[Image from GOS/11/18/9 Papers and memorabilia of Great Ormond Street Nurses. Notebooks of Ada Bois. Reproduced with permission of Great Ormond Street Hospital for Children NHS Trust, Museum and Archive Service.]

 

Welcome to the thirteenth edition of the UKAHN Bulletin, and my third edition as editor.  Our articles range widely this year across time and space.  Longer articles are inadvertently themed around hospital nursing, at home and abroad.  Sue Hawkins and Jan-Thore Lockertsen consider nurse training and hospital settings, with Sue examining the life of a nurse probationer at a London children’s hospital in the early-twentieth century and Jan-Thore considering the way that theatre-nurse training in Norway evolved from the late-twentieth century onwards.  Janet Hargreaves and Katherine Roberts both treat high-stakes scenarios, respectively writing about venereal disease at the West London Hospital and comparing COVID-19 in American hospitals with wartime nursing.  The longer piece that diverges from this institutional focus is that by Claire Chatterton and Pauline Brand, who analyse nursing responses to the UK’s east-coast floods of 1953.

 

Short articles this year are all written from a biographical stance, whether of individuals or collectively.  David Stewart unpicks the life story of Mary Barker, the first woman recruited as a probationer to the Nightingale nurse-training scheme, while Gavin Wilk sets out the career of Anne Larkin, an Irish woman by birth who trained as a nurse in New York.  Partial biographies for members of a group, otherwise termed prosopography, is the key to Vari Drennan’s article about the nurses who were suffragettes, and who were arrested for their commitment to the cause.

 

We have two reports about exhibitions this year.  Rachel Kidd outlines the exciting work of volunteer researchers and a textile artist in bringing to life the stories of workhouse nurses in Norfolk.   The other report is based on a poster presentation at our research colloquium in June 2025, when Elizabeth Pearson spoke with feeling about an exhibition in May 2025 celebrating Ugandan nurse pioneers.  A project to identify individual nurses who had taken leadership roles, and conferred a meaningful legacy for those who followed, secured international recognition.

 

We also have four book reviews of works published in 2025.  What is particularly pleasing is that the Bulletin is now being sent copies of new books without us having to request them, an illustration of the way that our journal is recognised as a showcase for new historical research and as supplying valuable commentary on fresh perspectives.  I am slightly embarrassed, and also very gratified, that the Bulletin this year is hosting a review of my own book!
-=-=-
• Task brief
Rewrite everything in the editor's introduction from "Short articles this" down to "to the cause.", putting "collective biography" in place of "prosopography".

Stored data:
-=-=-
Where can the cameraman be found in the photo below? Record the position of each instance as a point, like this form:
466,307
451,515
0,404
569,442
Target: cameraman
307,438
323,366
-=-=-
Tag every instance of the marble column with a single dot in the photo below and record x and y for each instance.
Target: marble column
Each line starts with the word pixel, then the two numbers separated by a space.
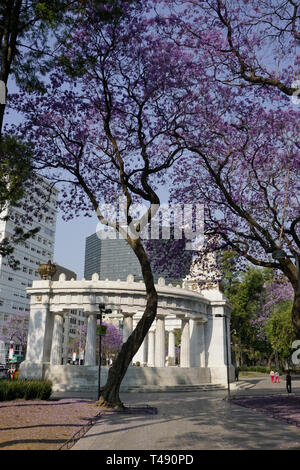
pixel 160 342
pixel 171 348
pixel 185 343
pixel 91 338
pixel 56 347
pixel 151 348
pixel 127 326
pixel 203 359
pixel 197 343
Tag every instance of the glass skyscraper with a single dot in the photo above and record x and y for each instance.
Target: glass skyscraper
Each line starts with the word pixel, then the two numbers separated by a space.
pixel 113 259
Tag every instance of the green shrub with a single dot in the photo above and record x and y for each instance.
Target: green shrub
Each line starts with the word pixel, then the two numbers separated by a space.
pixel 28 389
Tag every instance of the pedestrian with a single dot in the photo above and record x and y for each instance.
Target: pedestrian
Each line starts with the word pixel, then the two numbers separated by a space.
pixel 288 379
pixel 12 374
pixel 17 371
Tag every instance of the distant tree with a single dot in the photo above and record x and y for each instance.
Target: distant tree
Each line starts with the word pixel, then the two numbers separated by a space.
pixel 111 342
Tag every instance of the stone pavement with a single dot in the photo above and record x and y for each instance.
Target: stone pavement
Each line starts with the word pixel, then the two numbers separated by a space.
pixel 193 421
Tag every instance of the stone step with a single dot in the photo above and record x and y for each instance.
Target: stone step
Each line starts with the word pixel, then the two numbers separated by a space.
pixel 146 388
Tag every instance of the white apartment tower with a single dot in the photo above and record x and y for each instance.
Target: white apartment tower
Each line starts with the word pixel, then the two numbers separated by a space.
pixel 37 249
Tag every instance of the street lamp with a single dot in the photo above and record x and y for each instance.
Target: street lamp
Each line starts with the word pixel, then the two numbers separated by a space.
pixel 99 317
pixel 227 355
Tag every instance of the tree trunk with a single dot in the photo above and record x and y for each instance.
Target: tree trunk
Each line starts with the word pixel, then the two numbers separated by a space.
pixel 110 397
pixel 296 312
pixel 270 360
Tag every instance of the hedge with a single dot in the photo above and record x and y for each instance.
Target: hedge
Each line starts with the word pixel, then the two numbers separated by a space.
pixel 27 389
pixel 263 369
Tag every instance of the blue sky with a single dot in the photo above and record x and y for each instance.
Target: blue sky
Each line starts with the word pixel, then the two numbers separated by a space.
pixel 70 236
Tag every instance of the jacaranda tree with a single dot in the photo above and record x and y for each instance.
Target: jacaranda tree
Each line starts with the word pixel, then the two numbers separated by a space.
-=-=-
• Response
Short articles this year are all written from a biographical stance, whether of individuals or collectively.  David Stewart unpicks the life story of Mary Barker, the first woman recruited as a probationer to the Nightingale nurse-training scheme, while Gavin Wilk sets out the career of Anne Larkin, an Irish woman by birth who trained as a nurse in New York.  Partial biographies for members of a group, otherwise termed collective biography, is the key to Vari Drennan’s article about the nurses who were suffragettes, and who were arrested for their commitment to the cause.